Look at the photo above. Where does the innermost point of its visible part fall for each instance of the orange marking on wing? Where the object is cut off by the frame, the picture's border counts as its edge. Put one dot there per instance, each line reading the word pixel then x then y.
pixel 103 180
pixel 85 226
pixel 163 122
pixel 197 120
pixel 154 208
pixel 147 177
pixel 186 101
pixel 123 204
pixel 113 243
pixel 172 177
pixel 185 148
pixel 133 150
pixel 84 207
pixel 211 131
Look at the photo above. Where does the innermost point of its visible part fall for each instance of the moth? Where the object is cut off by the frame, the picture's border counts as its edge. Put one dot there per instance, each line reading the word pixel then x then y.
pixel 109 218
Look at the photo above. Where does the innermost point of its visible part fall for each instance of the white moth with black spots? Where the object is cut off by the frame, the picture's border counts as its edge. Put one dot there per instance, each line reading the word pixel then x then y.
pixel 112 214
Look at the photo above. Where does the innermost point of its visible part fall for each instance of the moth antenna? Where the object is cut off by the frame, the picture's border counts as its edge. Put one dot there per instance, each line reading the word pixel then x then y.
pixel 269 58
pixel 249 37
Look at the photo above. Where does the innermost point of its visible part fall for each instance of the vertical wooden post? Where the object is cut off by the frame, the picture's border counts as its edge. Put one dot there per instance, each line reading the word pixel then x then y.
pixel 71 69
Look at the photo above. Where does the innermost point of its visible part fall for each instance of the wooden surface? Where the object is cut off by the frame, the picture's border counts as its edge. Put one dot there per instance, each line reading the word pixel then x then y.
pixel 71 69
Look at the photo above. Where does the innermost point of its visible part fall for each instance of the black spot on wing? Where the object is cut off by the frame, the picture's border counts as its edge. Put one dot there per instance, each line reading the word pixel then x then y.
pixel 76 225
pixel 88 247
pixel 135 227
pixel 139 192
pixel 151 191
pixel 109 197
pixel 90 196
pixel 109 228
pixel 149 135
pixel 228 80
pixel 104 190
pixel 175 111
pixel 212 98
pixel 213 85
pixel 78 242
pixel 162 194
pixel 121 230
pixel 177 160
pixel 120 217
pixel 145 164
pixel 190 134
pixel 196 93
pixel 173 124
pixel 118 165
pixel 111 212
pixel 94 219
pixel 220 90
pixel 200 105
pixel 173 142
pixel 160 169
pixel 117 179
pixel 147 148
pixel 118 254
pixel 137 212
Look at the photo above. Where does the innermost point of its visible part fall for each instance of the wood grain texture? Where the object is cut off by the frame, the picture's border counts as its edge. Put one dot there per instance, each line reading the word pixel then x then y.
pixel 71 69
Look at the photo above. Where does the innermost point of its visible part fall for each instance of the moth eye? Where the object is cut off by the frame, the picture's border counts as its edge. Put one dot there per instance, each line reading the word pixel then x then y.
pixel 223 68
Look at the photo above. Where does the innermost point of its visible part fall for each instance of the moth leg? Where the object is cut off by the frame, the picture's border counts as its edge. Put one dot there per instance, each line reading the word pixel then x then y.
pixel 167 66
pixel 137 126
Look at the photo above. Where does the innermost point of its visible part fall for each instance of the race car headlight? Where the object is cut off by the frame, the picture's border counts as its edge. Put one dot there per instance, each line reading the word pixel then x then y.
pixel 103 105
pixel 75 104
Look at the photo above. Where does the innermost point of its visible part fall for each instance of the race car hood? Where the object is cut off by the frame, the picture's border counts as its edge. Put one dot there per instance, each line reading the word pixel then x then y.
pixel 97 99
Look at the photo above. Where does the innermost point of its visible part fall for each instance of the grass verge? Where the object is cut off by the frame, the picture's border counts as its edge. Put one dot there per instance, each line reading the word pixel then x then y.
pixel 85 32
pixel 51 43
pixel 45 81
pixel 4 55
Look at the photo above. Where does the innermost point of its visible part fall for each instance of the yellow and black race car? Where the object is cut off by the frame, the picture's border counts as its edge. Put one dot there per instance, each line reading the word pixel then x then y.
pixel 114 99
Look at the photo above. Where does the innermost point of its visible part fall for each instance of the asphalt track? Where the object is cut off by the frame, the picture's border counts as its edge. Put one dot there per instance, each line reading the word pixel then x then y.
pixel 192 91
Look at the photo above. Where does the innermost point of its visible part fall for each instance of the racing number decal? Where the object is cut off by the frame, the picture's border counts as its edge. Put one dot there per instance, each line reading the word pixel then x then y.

### GOAL OF THE EXERCISE
Exactly as they stand, restate all the lines of the listing.

### RESPONSE AREA
Look at the photo above. Where does the innermost point of its visible part fall for each instance of the orange marking on wing? Where the object is cut off by the frame, the picture's border counts as its edge. Put one dot there per instance, each line reading the word pixel then x then y.
pixel 103 180
pixel 85 226
pixel 163 122
pixel 197 120
pixel 154 208
pixel 147 177
pixel 186 101
pixel 123 204
pixel 113 243
pixel 172 177
pixel 185 148
pixel 133 150
pixel 84 207
pixel 211 131
Look at the photo above. Where does the innermost point of its visible part fall for each instance of the moth? Where the object is cut off by the frame, the picture's border counts as its edge. Put one dot there per instance, each line reading the word pixel then x then y.
pixel 109 218
Look at the photo above. Where does the innermost point of its visible part fall for each instance of the white moth with black spots? Where the object is cut off by the frame, the picture's border counts as its edge. Put one dot there per instance, each line reading the word pixel then x then y.
pixel 112 214
Look at the photo above. Where does the innermost point of its visible part fall for each instance of the moth antenna? Where the object is cut off by the frame, the picture's border counts as its edge. Put one dot there per instance, each line reading the word pixel then x then y.
pixel 269 58
pixel 249 37
Look at the photo above. Where does the innermost point of its visible part fall for each instance of the vertical wooden post? Where the object is cut off by the frame, the picture's border counts as its edge. Put one dot there per instance, each line reading the word pixel then x then y.
pixel 71 69
Look at the photo above. Where does the innermost point of its visible part fall for each instance of the wooden surface? Where the object is cut off by the frame, the picture's border counts as its edge. Put one dot there per instance, each line reading the word pixel then x then y.
pixel 71 69
Look at the photo above. Where does the innermost point of its visible part fall for each instance of the black spot on wing? Where the object is cut off by the frame, the picture's border counts as its edge. Put one dot there per instance, each line reading the word pixel then x then y.
pixel 76 225
pixel 88 247
pixel 135 227
pixel 139 192
pixel 151 191
pixel 109 197
pixel 90 196
pixel 109 228
pixel 149 135
pixel 228 80
pixel 104 190
pixel 175 111
pixel 212 98
pixel 213 85
pixel 78 242
pixel 162 194
pixel 121 230
pixel 177 160
pixel 120 217
pixel 145 164
pixel 190 134
pixel 196 93
pixel 173 124
pixel 118 165
pixel 111 212
pixel 94 219
pixel 220 90
pixel 200 105
pixel 173 142
pixel 160 169
pixel 117 179
pixel 147 148
pixel 118 254
pixel 137 212
Look at the photo above. Where does the innermost point of its visible part fall for each instance of the wood grain texture? Where the object is cut off by the frame, the picture's border counts as its edge. Put one dot there per instance, each line reading the word pixel then x then y.
pixel 71 69
Look at the photo above. Where does the innermost point of its visible part fall for each instance of the moth eye? Where the object is cut off by the frame, the picture's border counts as its edge. Put one dot there per instance, each line reading the word pixel then x then y.
pixel 223 68
Look at the photo above. Where does the innermost point of its visible part fall for each instance of the moth leg? Where the object is cut off by the frame, the picture's border counts as its edge. Put one dot there per instance, each line reading the word pixel then x then y.
pixel 167 66
pixel 137 126
Look at the photo above. Where does the innermost point of its visible part fall for each instance of the race car headlight? Where the object is cut off by the frame, the picture's border counts as its edge. Put one dot there per instance, each line reading the word pixel then x then y.
pixel 103 105
pixel 75 104
Look at the photo above. Where does the innermost point of its visible part fall for each instance of the race car hood? Where the object is cut off by the frame, the picture's border counts as its edge. Put one dot there per instance, each line reading the word pixel then x then y.
pixel 97 99
Look at the photo above. Where does the innermost point of its visible part fall for each instance of the grass verge? Where the object is cut off by the frame, the picture's border counts as its edge. Put one dot there per instance, each line reading the word pixel then x then y.
pixel 85 32
pixel 51 43
pixel 45 81
pixel 4 55
Look at the photo above. Where does the innermost point of its visible part fall for each instance of the yellow and black race car? Where the object is cut off by the frame, the picture's border counts as its edge. Put one dot there per instance, each line reading the word pixel then x then y.
pixel 114 99
Look at the photo above. Where does the innermost point of its visible part fall for each instance of the asphalt track? Where the object is cut off by the frame, the picture's border counts as its edge. Put one dot there per instance, each line reading the word pixel then x then y.
pixel 192 91
Look at the photo above. Where does the innermost point of its visible part fall for each instance of the racing number decal? Where the object is cut off by the frame, the picture's border counts as its edge. Put one dot there per instance, each line reading the word pixel then x then y.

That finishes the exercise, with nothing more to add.